# PROBLEM:
Put everything from the line containing "# target: white cloud" down to the line containing "Give the mask of every instance of the white" into a Markdown table with the columns No. and Line, numbering each row and leaving out blank lines.
***
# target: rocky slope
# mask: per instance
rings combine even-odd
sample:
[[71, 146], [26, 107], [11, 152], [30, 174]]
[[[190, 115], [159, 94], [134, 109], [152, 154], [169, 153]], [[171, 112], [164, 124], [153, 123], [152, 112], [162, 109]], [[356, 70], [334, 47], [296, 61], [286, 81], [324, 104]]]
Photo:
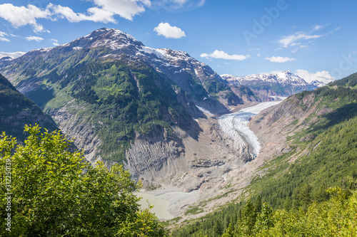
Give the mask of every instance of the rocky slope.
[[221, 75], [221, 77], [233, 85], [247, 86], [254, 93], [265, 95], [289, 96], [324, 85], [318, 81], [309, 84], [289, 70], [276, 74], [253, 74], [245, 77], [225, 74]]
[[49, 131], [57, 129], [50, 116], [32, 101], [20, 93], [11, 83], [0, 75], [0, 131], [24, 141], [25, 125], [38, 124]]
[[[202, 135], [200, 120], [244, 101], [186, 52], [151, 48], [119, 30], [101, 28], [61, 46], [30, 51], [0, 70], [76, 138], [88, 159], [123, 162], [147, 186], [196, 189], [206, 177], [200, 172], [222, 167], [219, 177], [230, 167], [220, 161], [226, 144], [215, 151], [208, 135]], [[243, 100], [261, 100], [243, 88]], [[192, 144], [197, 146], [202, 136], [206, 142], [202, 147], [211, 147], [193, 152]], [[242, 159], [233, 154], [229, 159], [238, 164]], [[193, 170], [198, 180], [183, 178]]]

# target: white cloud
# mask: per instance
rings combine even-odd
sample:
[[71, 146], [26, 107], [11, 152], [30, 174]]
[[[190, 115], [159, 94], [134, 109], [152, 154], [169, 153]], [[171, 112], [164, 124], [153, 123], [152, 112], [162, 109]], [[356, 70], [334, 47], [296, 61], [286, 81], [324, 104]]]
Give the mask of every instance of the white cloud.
***
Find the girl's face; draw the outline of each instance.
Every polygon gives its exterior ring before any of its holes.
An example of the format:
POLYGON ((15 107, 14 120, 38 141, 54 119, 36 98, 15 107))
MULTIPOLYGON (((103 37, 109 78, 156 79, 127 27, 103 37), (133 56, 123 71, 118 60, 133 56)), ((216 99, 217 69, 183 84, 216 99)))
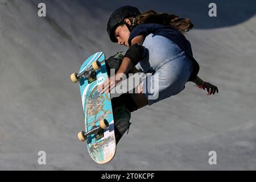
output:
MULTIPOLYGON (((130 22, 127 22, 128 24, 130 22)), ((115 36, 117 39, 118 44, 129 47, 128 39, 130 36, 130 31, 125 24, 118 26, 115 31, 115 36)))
***
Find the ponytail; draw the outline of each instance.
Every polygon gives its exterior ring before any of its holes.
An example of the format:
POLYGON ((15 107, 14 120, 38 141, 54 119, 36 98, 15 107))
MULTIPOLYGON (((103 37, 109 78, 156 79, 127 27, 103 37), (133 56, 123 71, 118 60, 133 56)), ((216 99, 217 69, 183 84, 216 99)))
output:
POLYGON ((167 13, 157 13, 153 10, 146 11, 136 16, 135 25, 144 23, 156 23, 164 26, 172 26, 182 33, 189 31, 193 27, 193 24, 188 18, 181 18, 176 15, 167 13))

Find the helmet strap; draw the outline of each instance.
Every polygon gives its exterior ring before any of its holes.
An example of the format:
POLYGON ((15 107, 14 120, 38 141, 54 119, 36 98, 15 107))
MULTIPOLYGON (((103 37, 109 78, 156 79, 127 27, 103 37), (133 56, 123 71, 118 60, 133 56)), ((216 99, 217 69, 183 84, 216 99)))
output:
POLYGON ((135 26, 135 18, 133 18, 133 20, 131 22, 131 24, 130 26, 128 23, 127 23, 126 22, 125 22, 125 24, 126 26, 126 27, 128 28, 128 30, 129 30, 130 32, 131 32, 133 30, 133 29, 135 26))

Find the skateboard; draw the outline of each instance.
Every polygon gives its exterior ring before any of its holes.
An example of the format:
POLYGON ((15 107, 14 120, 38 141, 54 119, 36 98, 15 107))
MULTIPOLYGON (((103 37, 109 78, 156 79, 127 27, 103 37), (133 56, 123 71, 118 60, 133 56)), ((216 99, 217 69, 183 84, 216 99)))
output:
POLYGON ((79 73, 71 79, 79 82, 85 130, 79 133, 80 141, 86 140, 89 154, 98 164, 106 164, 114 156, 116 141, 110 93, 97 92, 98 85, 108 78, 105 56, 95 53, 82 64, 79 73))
***
# SOLUTION:
| No. | Line |
|---|---|
| 1 | # target: white cloud |
| 2 | # mask: per instance |
| 3 | rings combine even-odd |
| 4 | sample: |
| 5 | [[71, 146], [26, 107], [11, 152], [30, 174]] |
| 6 | [[[190, 115], [159, 94], [134, 109], [152, 154], [169, 153]], [[171, 112], [164, 124], [153, 123], [152, 112], [162, 109]], [[356, 70], [334, 47], [296, 61], [286, 81], [324, 104]]] |
| 7 | Give the mask of every instance of the white cloud. |